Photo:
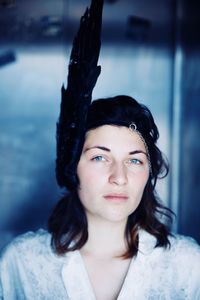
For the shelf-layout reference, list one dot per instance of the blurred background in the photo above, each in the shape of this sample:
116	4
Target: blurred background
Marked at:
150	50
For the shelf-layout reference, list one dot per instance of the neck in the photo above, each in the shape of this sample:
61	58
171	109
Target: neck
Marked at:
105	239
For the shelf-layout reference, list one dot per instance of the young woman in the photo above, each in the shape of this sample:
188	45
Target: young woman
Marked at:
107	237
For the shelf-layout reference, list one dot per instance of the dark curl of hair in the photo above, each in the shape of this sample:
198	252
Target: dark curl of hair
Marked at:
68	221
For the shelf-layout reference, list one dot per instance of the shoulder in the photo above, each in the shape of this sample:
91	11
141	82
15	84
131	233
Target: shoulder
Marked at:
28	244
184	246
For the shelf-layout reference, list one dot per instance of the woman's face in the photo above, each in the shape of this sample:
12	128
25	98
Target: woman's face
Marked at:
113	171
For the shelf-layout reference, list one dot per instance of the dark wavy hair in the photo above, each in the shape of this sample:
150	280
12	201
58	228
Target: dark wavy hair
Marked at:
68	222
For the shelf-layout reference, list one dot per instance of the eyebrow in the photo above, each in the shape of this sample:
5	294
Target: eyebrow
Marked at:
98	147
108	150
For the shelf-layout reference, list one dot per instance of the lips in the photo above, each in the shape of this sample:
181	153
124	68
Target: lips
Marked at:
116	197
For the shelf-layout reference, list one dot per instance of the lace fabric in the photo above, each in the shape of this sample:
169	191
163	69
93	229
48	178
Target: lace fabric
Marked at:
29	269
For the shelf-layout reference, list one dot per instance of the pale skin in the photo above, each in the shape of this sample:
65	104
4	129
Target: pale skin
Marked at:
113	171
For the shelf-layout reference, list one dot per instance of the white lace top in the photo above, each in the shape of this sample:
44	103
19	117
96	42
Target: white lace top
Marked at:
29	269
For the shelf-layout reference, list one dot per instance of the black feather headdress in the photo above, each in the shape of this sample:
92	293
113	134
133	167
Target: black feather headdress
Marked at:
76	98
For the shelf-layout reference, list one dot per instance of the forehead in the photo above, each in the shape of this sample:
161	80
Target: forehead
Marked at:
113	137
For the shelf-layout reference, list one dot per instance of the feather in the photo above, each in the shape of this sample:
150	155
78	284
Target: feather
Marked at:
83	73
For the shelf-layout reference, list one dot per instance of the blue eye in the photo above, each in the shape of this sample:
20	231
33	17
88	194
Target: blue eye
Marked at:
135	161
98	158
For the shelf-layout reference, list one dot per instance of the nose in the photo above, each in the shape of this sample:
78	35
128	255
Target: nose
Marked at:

## WHAT YOU ARE ASKED TO DO
Copy the whole listing again, swapping "shelf-layout reference" for "store display guide" each time it appears and keeping everything else the same. Leave the pictures out.

## RESPONSE TO THE EXERCISE
Photo:
For the store display guide, list one dot per instance of the blurred background in the photo above, each in the shape of this sample:
116	4
Target: blurred background
Marked at:
150	50
For the store display guide, list one dot per instance of the neck in the photo above, each in the shape of this sample:
61	58
171	109
Target: neck
Marked at:
105	239
For the store display guide, list one dot per instance of the young woman in the photo above, each in the shape of this sample:
188	45
Target: young woman
Marked at:
107	237
For the store display guide, list one dot per instance of the dark curl of hair in the photo above, each in the shape of this sample:
198	252
Target: dark curl of hair
Marked at:
68	221
For the store display guide, list one dot per instance of the shoulder in the photo above, each in the shape of this sample:
91	11
141	82
15	84
131	233
Target: shoulder
Marked at:
28	244
184	246
For the store display guide, list one dot per instance of the woman's face in the photo above, each in the shape of this sample:
12	128
25	98
Target: woman's face
Marked at:
113	171
For the store display guide, list one dot per instance of the dark wavy hair in the photo above, each in the shape of this sample:
150	280
12	201
58	228
Target: dark wavy hair
Marked at:
68	222
For the store display guide, list one dot per instance of the eyebrow in the photo above, each in the shape of this sample:
5	294
Target: eyebrow
Marked at:
98	147
108	150
For the store display guide, list one dot per instance of the lips in the photo above, each in the shape of this sample:
181	153
124	68
Target: lips
Marked at:
116	197
For the store display guide, list one dot per instance of the lace fabric in the photo above, each in the shape of this sample:
169	191
163	69
93	229
48	178
Target: lace fabric
Marked at:
29	269
For the store display guide, list one dot per instance of the pale skin in the photo above, each in the shape of this sample:
65	104
4	129
Target: pale skin
Marked at:
113	171
For the store display guide, list one dot per instance of the white lace top in the photo above, each in the shape of this sample:
44	103
19	117
96	42
Target: white lace top
Marked at:
29	269
For the store display guide, list one dot per instance of the black feather headdress in the photo above, each in the shape of this sample:
92	293
113	134
133	167
Target: black feather headdress
Marked at:
76	98
For the store display guide, list one dot per instance of the forehead in the photo above, each in the shape of this sample:
161	80
Target: forehead
Marked at:
113	137
For the store display guide, list one dot per instance of the feather in the photo above, each in the shape of this sample:
150	155
78	284
Target: feather
Marked at:
83	73
For the store display guide, list one dot per instance of the blue eye in the photo above, each in the shape of this sample:
20	231
33	17
88	194
Target: blue eye
Marked at:
135	161
98	158
For the store display guide, list one dot per instance of the nose in the photo above, each in the shape of this sample:
78	35
128	255
Target: nose
Marked at:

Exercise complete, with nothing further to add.